- **Arbeitsaufträge**
[a] Gib den Absatz im Textauszug, der mit „Das Evelyn Richter Archiv der Ostdeutschen Sparkassenstiftung im Museum“ beginnt, als knappe Stichpunktliste wieder. Alle wesentlichen Fakten sollen erhalten bleiben.
[b] Schreibe den Textauszug über das Archiv zu Evelyn Richter und Ursula Arnold im Anschluss an seinen letzten Satz weiter.

- **Textauszug**
------
Evelyn Richter & Ursula Arnold Archiv
Das Evelyn Richter und Ursula Arnold Archiv ist ein Kooperationsprojekt der Ostdeutschen Sparkassenstiftung und dem Museum der bildenden Künste Leipzig. Die Werke der Fotografinnen werden im MdbK bewahrt, erforscht und durch Ausstellungen sowie Publikationen vermittelt.
Der Film
Evelyn Richter und Ursual Arnold Archiv der Ostdeutschen Sparkassenstiftung, 2025
Die Archive
Das Evelyn Richter Archiv der Ostdeutschen Sparkassenstiftung im Museum der bildenden Künste Leipzig wurde am 12. November 2009 gegründet. Den Grundstock bildet das von der Ostdeutschen Sparkassenstiftung erworbene Konvolut der wichtigsten Werkgruppen der Fotografin. In enger Zusammenarbeit mit Evelyn Richter wurde das Archiv bis zu ihrem Tod um Dokumente, Bücher und Fotografien erweitert. Anhand der über 900 Motive lässt sich ihr künstlerisches Konzept und ihre Arbeitsweise studieren. Die Arbeit des Archivs ist durch die grundlegenden musealen Aufgaben Sammeln, Bewahren, Erforschen und Vermitteln bestimmt.
------
- **Datenzeilen**
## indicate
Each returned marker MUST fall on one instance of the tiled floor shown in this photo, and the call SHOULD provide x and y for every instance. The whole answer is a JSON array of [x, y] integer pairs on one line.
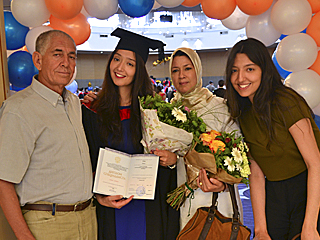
------
- **Lösungen**
[a]
- Gründung des Evelyn Richter Archivs der Ostdeutschen Sparkassenstiftung im Museum der bildenden Künste Leipzig am 12. November 2009
- Grundstock: das von der Ostdeutschen Sparkassenstiftung erworbene Konvolut der wichtigsten Werkgruppen der Fotografin
- Erweiterung um Dokumente, Bücher und Fotografien in enger Zusammenarbeit mit Evelyn Richter bis zu ihrem Tod
- Über 900 Motive, an denen sich ihr künstlerisches Konzept und ihre Arbeitsweise studieren lassen
- Aufgaben des Archivs: Sammeln, Bewahren, Erforschen und Vermitteln

[b]
Im Sommer 2016 erweiterte die Sparkassenstiftung das Archiv mit dem Ursula Arnold Archiv der Ostdeutschen Sparkassenstiftung im Museum der bildenden Künste Leipzig um eine weitere bedeutende Stimme der dokumentarisch-künstlerischen Fotografie. In enger Zusammenarbeit mit Andreas Arnold, dem Sohn der Fotografin, konnte das gesamte Œuvre der Künstlerin erworben werden. Mit den beiden Archiven wird das Schaffen von zwei der wichtigsten Vertreter*innen der dokumentarischen Fotografie in der DDR erhalten, erforscht und angemessen betreut. Zugleich hat eine einmalige Sammlung zeitgeschichtlicher Dokumente ihren Ort.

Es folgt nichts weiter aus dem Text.